*EXERCISE GOAL*
Return each of the lines below verbatim, keeping their original order and leaving every character unchanged.

*EXTRACTED INFORMATION*

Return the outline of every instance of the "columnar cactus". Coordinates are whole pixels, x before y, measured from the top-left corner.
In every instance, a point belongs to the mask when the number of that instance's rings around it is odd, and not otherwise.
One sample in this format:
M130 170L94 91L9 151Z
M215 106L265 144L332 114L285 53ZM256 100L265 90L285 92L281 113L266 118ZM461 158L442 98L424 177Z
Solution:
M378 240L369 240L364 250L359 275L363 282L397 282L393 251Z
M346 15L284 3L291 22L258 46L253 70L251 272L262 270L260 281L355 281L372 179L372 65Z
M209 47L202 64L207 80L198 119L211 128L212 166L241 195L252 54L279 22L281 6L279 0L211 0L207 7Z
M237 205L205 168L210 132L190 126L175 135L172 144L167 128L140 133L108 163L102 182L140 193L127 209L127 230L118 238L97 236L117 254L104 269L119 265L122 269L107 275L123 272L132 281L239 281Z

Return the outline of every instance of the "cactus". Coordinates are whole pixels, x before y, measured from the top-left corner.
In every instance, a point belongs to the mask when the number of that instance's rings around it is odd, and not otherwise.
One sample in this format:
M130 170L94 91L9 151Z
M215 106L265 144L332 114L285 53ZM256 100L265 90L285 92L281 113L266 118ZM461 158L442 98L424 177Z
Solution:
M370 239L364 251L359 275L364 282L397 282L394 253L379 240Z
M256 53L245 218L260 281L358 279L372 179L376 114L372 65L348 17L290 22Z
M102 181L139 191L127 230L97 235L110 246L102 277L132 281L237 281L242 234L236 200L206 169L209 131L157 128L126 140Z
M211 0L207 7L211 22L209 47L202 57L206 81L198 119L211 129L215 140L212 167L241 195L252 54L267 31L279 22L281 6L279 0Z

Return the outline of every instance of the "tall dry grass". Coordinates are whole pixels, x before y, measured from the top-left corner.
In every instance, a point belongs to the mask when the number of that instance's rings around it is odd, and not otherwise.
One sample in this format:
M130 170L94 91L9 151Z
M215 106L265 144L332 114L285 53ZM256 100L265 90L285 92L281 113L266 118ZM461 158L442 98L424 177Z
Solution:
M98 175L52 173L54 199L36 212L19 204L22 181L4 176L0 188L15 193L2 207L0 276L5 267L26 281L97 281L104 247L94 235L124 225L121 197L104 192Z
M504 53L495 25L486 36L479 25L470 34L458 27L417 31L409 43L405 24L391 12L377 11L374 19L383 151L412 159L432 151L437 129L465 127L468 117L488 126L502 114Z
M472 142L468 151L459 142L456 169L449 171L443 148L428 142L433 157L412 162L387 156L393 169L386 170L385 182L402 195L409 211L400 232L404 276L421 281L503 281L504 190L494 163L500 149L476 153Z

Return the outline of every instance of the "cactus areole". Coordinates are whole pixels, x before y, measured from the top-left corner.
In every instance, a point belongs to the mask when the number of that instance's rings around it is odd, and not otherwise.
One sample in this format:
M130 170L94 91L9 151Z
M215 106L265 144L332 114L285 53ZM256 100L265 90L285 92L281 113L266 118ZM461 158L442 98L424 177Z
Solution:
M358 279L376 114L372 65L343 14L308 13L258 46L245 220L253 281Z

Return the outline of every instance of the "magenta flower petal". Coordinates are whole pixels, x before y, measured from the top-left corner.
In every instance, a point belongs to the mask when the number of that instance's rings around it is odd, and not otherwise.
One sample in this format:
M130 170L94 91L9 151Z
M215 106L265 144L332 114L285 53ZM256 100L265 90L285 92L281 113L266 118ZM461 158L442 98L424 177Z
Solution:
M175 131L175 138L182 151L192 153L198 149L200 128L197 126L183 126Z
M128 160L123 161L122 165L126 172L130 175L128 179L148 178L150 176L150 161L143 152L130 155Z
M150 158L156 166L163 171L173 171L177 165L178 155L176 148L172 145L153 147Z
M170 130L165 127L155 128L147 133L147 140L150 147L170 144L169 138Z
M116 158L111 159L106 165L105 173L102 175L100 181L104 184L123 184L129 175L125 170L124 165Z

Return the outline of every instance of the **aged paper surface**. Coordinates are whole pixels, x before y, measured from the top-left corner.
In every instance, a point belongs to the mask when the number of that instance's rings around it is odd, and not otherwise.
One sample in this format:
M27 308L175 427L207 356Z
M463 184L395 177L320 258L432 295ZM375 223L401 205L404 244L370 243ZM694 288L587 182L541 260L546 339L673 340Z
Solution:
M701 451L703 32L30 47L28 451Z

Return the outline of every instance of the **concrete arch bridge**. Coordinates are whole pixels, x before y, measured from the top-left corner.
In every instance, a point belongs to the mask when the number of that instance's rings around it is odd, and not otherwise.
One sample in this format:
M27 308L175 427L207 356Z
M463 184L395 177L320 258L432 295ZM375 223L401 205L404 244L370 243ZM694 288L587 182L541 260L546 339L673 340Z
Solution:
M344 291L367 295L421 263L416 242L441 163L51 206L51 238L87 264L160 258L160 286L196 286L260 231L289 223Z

*EXERCISE SOLUTION*
Return the outline of every instance of the "columnar cactus". Coordinates are whole pixels, x before y, measured from the top-left corner.
In every instance, a point belongs to the mask when the number of that instance's rings around it is odd, and not otherwise.
One sample in this format:
M130 170L94 91L9 151Z
M215 106L265 144L332 114L285 53ZM256 100L265 90L285 92L281 113L266 118ZM461 158L442 98L424 177Z
Solution:
M378 240L369 240L364 250L359 275L363 282L397 282L393 251Z
M346 15L284 3L291 22L258 46L253 70L251 272L262 270L260 281L355 281L372 179L372 65Z
M209 47L202 64L207 80L198 119L211 128L212 166L241 195L252 54L279 22L281 6L279 0L211 0L207 7Z
M237 205L205 168L210 132L190 126L175 135L172 144L167 128L140 133L108 163L102 182L140 193L127 209L127 230L118 238L97 236L117 254L104 269L119 265L122 269L107 275L123 272L132 281L239 281Z

Return the outline of every instance of the "cactus". Coordinates are whole pixels, x before y, measured from the top-left corner.
In every instance, a point belongs to the mask when the number of that instance's rings around it is odd, and not otherwise.
One sample in this format:
M130 170L94 91L9 151Z
M215 106L265 144L332 114L285 53ZM256 100L265 90L285 92L281 113L266 118ZM461 158L442 98L424 177Z
Solution:
M370 239L364 251L359 275L364 282L397 282L394 253L379 240Z
M256 53L245 218L260 281L358 279L372 179L376 114L372 65L348 17L290 22Z
M102 181L139 191L127 230L97 235L110 246L102 277L132 281L237 281L242 234L236 200L206 169L209 131L157 128L126 140Z
M211 0L207 7L211 22L209 47L202 57L206 81L198 119L211 129L215 140L212 167L241 195L252 54L267 31L279 22L281 6L279 0Z

Return the outline of every instance of the "tall dry grass". Coordinates are whole pixels, x before y, measured from the top-left corner.
In every instance, a point belongs to the mask when the number of that instance's rings around it is odd, and not otherwise.
One sample in this format:
M130 170L94 91L9 151Z
M215 106L265 144L332 114L285 53ZM256 100L265 90L285 92L281 113L266 118ZM461 158L442 98L424 177Z
Solution:
M98 175L52 173L54 199L36 212L19 204L22 181L4 176L0 188L15 193L2 207L0 276L5 267L26 281L97 281L104 247L94 235L124 225L121 197L104 192Z
M504 53L495 25L486 36L479 25L470 34L458 27L417 31L409 43L405 24L391 12L377 11L374 19L383 151L412 159L432 151L437 129L465 127L468 117L488 126L502 114Z
M472 142L468 151L459 142L456 169L449 171L443 148L428 142L433 157L412 162L387 156L393 169L386 170L385 182L402 195L409 211L400 232L404 276L421 281L503 281L504 190L494 163L500 149L476 153Z

Return the outline of every instance of the "cactus areole". Coordinates are whole pixels, x before y, measured from the top-left corner.
In every instance, a point belongs to the mask when the number of that instance's rings around it is odd, and not otherwise.
One sample in this format:
M130 170L94 91L9 151Z
M215 106L265 144L332 114L285 53ZM256 100L265 90L285 92L281 113L266 118ZM461 158L442 98L424 177Z
Solution:
M358 279L376 114L372 65L343 14L308 13L258 46L245 220L253 281Z

Return the outline of every instance of the "magenta flower petal". Coordinates are whole pixels, x before y, measured from the top-left corner.
In every instance, a point belongs to the mask when the number of that instance's rings around it is odd, and not otherwise.
One sample in this format:
M130 170L94 91L9 151Z
M215 106L265 144L332 114L285 53ZM256 100L265 90L285 92L281 113L266 118ZM461 158L442 98L424 177Z
Solution:
M175 131L175 138L182 151L192 153L198 149L200 128L197 126L183 126Z
M128 160L123 161L122 165L126 172L130 175L128 179L148 178L150 176L150 161L143 152L130 155Z
M150 158L156 166L163 171L173 171L177 165L178 155L176 148L172 145L153 147Z
M170 130L165 127L155 128L147 133L147 140L150 147L170 144L169 138Z
M116 158L111 159L106 165L105 173L102 175L100 181L104 184L123 184L129 175L125 170L124 165Z

Return the outline of every instance of the **aged paper surface**. Coordinates are whole pixels, x before y, measured from the top-left corner.
In every instance, a point belongs to the mask when the number of that instance's rings around it is odd, and not otherwise.
One sample in this format:
M27 308L175 427L207 356Z
M463 184L395 177L320 258L432 295ZM375 223L401 205L404 244L370 243ZM694 288L587 182L541 260L546 339L673 340Z
Solution:
M701 451L703 32L30 47L28 451Z

Return the outline of every instance of the **concrete arch bridge**. Coordinates are whole pixels, x before y, measured from the top-left corner.
In every instance, a point belongs to the mask when the number of that instance's rings around it is odd, and not otherwise.
One sample in this format:
M27 308L175 427L207 356Z
M463 184L395 177L320 258L432 295ZM375 223L401 205L404 244L370 243ZM694 288L587 182L541 260L546 339L673 340Z
Solution:
M344 291L367 295L421 263L416 242L441 163L51 206L51 238L87 264L160 258L160 286L196 286L260 231L289 223Z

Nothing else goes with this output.